Supplied text
A large male deer with a crossbow bolt embedded in its head was put down Tuesday by conservation staff called to a Ten Mile Point residence.
The black-tailed buck had survived its wounds for about two weeks, said conservation officer Peter Pauwels.
“We had been receiving calls from that neighbourhood for a couple of weeks about a deer with an arrow in its head,” he said, adding he had twice before tried to find the animal, but it fled.
“It was a pretty big buck with a pretty good-sized set of antlers,” said Pauwels, who believes the shooter is likely a trophy hunter willing to shoot a crossbow in an urban area where hunting is illegal at all times.
The deer was likely shot by the same person responsible for another large buck found dead in a yard on nearby Alpine Crescent on Friday, Pauwels said.
An examination of the carcasses has not revealed any evidence as to the perpetrator, he said, although he expects that there are “people out there that know who this person is — that he’s talked about it.”
The person could be charged with dangerous hunting in a populated area, said Pauwels, who knows of six or eight big deer killed by bows and arrows in Saanich in the past year, including at Elk and Prospect lakes.
Two deer were found dead with crossbow arrows lodged in their bodies in the Cordova Bay area in October.
The deer with the bolt in its head was “suffering greatly” and would have taken another week or so to die of its infection, Pauwels said.
“They’re very resilient animals,” said Saanich Police Sgt. Steve Eassie.
The buck on Alpine Crescent died from a wound in the torso made by some kind of bow.
Anyone who comes across a metal arrow with feathers on the shaft is asked to call police. A bolt could be 25 to 35 centimetres long and arrow up to 60 centimetres.
“If somebody is discharging a weapon such as this in an urban area, there is always a possibility that they could miss and that that could cause an injury to someone,” Eassie said.
The deer were likely shot in early morning or late evening — times when there is minimal traffic — but the public should be aware of vehicles being driven slowly with their lights on, Pauwels said.
Saanich police are asking anyone with information about the deer to call 250-475-4321.
Pauwels said that anonymous tips can be left at 1-877-952-7277.

Dataset extract
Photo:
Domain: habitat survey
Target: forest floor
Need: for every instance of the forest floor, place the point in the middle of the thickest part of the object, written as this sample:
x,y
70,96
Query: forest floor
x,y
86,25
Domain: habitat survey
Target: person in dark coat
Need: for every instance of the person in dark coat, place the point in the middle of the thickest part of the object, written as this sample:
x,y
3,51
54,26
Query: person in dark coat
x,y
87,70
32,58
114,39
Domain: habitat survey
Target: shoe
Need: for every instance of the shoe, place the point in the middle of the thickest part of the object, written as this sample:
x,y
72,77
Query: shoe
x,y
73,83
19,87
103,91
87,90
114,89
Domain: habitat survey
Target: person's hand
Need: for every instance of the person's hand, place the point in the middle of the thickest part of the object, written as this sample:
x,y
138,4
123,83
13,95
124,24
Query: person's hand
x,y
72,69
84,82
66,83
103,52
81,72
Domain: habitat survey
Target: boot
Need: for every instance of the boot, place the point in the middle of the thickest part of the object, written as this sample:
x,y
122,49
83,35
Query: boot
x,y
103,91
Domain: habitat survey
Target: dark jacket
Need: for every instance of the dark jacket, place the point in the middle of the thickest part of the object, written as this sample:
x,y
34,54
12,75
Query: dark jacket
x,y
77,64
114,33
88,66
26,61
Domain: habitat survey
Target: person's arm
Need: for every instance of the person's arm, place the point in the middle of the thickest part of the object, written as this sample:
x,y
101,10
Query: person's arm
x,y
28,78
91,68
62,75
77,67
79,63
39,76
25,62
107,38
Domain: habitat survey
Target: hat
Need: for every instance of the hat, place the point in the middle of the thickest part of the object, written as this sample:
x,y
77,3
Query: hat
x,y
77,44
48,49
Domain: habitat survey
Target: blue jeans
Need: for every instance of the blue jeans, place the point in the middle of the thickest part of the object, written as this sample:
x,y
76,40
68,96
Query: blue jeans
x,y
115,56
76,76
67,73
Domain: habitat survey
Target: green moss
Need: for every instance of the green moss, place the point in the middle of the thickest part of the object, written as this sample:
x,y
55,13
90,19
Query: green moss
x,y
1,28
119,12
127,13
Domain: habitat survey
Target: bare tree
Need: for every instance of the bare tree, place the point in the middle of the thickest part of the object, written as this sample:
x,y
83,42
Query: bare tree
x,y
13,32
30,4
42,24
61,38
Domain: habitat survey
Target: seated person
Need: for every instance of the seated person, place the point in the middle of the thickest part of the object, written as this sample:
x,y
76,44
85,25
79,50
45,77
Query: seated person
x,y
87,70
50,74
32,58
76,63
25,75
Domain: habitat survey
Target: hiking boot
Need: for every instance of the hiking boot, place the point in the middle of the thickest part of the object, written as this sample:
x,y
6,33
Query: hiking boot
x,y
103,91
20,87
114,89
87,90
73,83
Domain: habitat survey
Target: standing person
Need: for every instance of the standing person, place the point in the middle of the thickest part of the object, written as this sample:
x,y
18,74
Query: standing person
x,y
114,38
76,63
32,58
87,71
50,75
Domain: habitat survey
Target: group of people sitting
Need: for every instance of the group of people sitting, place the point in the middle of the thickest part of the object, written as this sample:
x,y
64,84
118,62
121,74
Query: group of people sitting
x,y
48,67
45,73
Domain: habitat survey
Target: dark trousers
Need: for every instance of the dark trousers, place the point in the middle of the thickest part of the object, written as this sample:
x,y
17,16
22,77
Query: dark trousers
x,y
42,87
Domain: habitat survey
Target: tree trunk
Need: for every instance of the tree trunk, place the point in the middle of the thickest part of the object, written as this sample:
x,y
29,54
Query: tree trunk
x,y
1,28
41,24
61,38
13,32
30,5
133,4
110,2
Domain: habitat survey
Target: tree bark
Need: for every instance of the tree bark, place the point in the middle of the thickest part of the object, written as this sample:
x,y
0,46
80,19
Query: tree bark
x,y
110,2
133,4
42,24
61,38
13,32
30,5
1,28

Study questions
**A)** From the report on the crossbow-shot buck, copy the passage that begins at the words "The deer with" and stops after the words "kind of bow.".
**B)** According to the report on the crossbow-shot buck, how long had the black-tailed buck survived its wounds before it was put down?
**C)** Summarize the report on the crossbow-shot buck in two sentences.

Exercise responses
**A)**
The deer with the bolt in its head was “suffering greatly” and would have taken another week or so to die of its infection, Pauwels said.
“They’re very resilient animals,” said Saanich Police Sgt. Steve Eassie.
The buck on Alpine Crescent died from a wound in the torso made by some kind of bow.

**B)** About two weeks.

**C)** Conservation staff put down a black-tailed buck that had lived for about two weeks with a crossbow bolt in its head at a Ten Mile Point residence. A conservation officer believes a trophy hunter likely shot it, along with another buck found dead on nearby Alpine Crescent, in an urban area where hunting is always illegal, and police are asking anyone with information to call.